◆ SET EXERCISE ◆
Could you swap "Mark each instance" for "Indicate every instance" everywhere in the lines below and give them back with nothing else changed?

◆ Stored dataset items ◆
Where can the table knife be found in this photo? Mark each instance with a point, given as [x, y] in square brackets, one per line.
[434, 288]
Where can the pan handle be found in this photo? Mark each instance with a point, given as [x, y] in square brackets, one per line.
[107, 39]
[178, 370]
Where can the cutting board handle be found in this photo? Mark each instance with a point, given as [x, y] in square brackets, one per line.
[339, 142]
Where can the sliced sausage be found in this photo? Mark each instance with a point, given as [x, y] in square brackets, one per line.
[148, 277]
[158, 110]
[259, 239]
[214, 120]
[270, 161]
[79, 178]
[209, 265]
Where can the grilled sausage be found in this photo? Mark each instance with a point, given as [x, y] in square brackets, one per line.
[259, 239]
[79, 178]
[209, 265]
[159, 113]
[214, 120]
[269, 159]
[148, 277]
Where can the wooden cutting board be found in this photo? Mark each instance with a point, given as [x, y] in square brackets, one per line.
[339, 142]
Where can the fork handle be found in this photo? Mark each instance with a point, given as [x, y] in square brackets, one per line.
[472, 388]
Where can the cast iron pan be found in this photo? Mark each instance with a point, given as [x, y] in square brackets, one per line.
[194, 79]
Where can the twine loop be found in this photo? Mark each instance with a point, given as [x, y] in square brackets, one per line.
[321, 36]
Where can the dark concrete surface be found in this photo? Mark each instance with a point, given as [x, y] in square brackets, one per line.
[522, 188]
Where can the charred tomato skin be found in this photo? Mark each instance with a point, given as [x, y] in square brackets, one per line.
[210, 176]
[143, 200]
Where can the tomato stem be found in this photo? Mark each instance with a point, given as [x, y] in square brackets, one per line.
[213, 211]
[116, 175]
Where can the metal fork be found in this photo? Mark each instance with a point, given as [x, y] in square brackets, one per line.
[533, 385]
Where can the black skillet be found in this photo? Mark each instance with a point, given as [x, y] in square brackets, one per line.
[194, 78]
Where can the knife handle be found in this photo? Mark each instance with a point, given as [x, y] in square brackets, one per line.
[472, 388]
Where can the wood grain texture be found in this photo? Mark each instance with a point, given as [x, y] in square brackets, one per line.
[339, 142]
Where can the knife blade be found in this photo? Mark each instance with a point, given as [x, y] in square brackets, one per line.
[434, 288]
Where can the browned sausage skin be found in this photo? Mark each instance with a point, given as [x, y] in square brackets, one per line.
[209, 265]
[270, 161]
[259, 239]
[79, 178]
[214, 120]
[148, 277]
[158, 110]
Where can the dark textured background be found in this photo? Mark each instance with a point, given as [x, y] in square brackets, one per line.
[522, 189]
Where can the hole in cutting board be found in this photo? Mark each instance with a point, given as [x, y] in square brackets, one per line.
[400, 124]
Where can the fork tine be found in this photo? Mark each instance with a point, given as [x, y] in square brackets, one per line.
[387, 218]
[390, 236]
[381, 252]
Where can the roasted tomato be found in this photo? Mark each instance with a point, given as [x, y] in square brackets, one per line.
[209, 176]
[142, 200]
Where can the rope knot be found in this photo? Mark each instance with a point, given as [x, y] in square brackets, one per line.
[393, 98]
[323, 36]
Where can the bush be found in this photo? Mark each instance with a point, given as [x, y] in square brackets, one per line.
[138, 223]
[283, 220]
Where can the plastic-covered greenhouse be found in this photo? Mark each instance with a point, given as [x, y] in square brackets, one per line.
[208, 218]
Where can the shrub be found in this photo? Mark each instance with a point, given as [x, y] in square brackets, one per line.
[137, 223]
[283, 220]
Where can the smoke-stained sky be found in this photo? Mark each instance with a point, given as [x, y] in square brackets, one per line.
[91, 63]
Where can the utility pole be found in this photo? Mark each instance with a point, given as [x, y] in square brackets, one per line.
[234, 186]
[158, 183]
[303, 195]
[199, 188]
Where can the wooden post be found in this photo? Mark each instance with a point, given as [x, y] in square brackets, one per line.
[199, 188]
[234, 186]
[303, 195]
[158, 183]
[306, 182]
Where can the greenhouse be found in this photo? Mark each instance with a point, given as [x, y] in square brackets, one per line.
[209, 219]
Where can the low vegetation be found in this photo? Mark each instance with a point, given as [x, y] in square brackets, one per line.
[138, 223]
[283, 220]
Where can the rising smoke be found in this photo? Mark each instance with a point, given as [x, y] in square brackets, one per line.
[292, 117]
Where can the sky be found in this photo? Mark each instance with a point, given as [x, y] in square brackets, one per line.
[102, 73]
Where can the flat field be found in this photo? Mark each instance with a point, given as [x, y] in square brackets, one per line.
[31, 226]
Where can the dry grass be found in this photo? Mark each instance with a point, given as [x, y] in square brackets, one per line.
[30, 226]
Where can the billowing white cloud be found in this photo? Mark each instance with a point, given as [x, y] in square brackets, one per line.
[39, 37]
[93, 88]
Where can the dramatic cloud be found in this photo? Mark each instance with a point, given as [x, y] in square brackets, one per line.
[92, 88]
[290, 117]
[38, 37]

◆ WORKED SOLUTION ◆
Where can the table knife be found in this photo? Indicate every instance with a point, given as [x, y] in square brackets, one per line.
[434, 288]
Where can the pan handle be found in this photo? Indicate every instance with a point, given as [x, y] in square brackets, one per line.
[107, 39]
[178, 370]
Where can the cutting board handle be found in this photo? Indicate every instance with a point, given as [x, y] in square brackets, one per line.
[339, 142]
Where can the sliced sausage be found in this photo? Indicate every instance with a point, given as [x, y] in square brackets, one per line.
[148, 277]
[158, 110]
[259, 239]
[214, 120]
[270, 161]
[79, 178]
[209, 265]
Where can the grilled sausage be found in this photo? Indicate every instance with a point, given as [x, y] in square brackets, one per line.
[259, 239]
[79, 178]
[209, 265]
[159, 113]
[214, 120]
[269, 159]
[148, 277]
Where can the wooden cutting board be found in this photo? Indicate every instance with a point, given as [x, y] in square brackets, one per line.
[339, 142]
Where can the fork handle be found in this photo? Indicate every instance with a point, given as [x, y] in square brackets, one per line.
[472, 388]
Where can the cast iron pan be found in this photo? Indicate every instance with a point, given as [x, y] in square brackets, one per line.
[194, 79]
Where can the twine loop be found in this photo? Indicate every instance with a point, given as [x, y] in square brackets, one per line.
[321, 36]
Where can the dark concrete surface be found in this photo? Indicate every instance with a point, given as [x, y] in square brackets, one per line.
[522, 188]
Where can the charred tomato skin be found in this photo? Indicate every instance with a point, given as [x, y] in square brackets, one per line.
[210, 176]
[143, 200]
Where can the tomato stem be found in this photo? Indicate every instance with a point, given as [x, y] in square brackets, one per line.
[213, 211]
[116, 175]
Where can the metal fork be found in this photo? Indicate every instance with a point, given as [x, y] in square brackets, one per line.
[533, 385]
Where can the black skillet be found in this photo? Indicate every instance with a point, given as [x, y] in square brackets, one per line.
[194, 78]
Where can the knife handle be found in this photo? Indicate every instance with a point, given as [x, y] in square brackets, one per line.
[472, 388]
Where can the wood grain texture be found in this photo? Indicate every instance with a point, given as [x, y] in square brackets, one per line.
[339, 142]
Where can the knife blade be found in this photo? Indicate every instance with a point, given as [x, y] in square brackets, one per line.
[434, 288]
Where can the browned sausage skin be found in this photo? Indicate every instance with a point, given as [x, y] in square brackets, one per line.
[209, 265]
[270, 161]
[259, 239]
[79, 178]
[214, 120]
[148, 277]
[158, 110]
Where can the dark textured background be found in this photo? Indicate every instance with a point, given as [x, y] in square brackets, one per line.
[522, 189]
Where can the hole in cutting board be found in this photo? Indicate every instance with a point, given as [x, y] in square brackets, one per line.
[400, 124]
Where can the fork tine be found in this photo? Indicate every instance with a point, given as [x, y] in square brackets, one per line.
[387, 218]
[390, 236]
[381, 252]
Where can the roasted tomato be found in this photo? Indicate every instance with a point, given as [x, y] in square brackets, one per line.
[209, 176]
[142, 200]
Where can the rope knot be found in this photo? Indicate every instance with a point, given as [x, y] in square brackets, one per line.
[393, 98]
[323, 36]
Where can the bush be found in this photo? Indicate every instance with a point, given as [x, y] in square brackets, one per line.
[138, 223]
[283, 220]
Where can the plastic-covered greenhouse be found in this photo? Indicate every instance with a point, given as [x, y] in square brackets, one per line.
[208, 218]
Where can the shrub be found in this photo? Indicate every instance with a point, given as [x, y] in square brackets, one per line.
[137, 223]
[283, 220]
Where can the smoke-stained sky be found in this photo? Indicate every instance with a point, given as [x, y] in square brackets, one per line.
[91, 63]
Where can the utility pole be found in this photo? Indicate every instance with a point, given as [x, y] in square brackets, one per line.
[234, 186]
[158, 183]
[303, 195]
[199, 188]
Where can the wooden post be found in this photo? Indicate every instance with a point, given as [x, y] in square brackets, one per line.
[199, 188]
[234, 186]
[303, 195]
[158, 183]
[306, 182]
Where can the greenhouse be found in this photo? Indicate every instance with a point, given as [x, y] in square brackets, one per line.
[209, 219]
Where can the low vegetation be found in this photo? Indicate every instance with a point, given as [x, y] in square brackets, one per line.
[138, 223]
[283, 220]
Where can the rising smoke be found in this photo? Indicate every instance with a point, given as [x, y] in square brackets, one per line.
[292, 117]
Where can the sky be found in this photo? Indicate every instance with a point, given as [x, y] in square brackets, one per line.
[102, 73]
Where can the flat field be found in this photo? Indicate every instance with a point, given as [x, y] in square brackets, one per line.
[31, 226]
Where can the dry grass be found in this photo? Indicate every instance with a point, given as [x, y] in square brackets, one per line.
[30, 226]
Where can the billowing white cloud be found in this photo? Indicate every instance with a point, given as [x, y] in square brackets, one per line.
[39, 37]
[93, 88]
Where can the dramatic cloud be found in this photo? Indicate every instance with a point, given as [x, y] in square brackets, one per line.
[92, 88]
[290, 117]
[38, 37]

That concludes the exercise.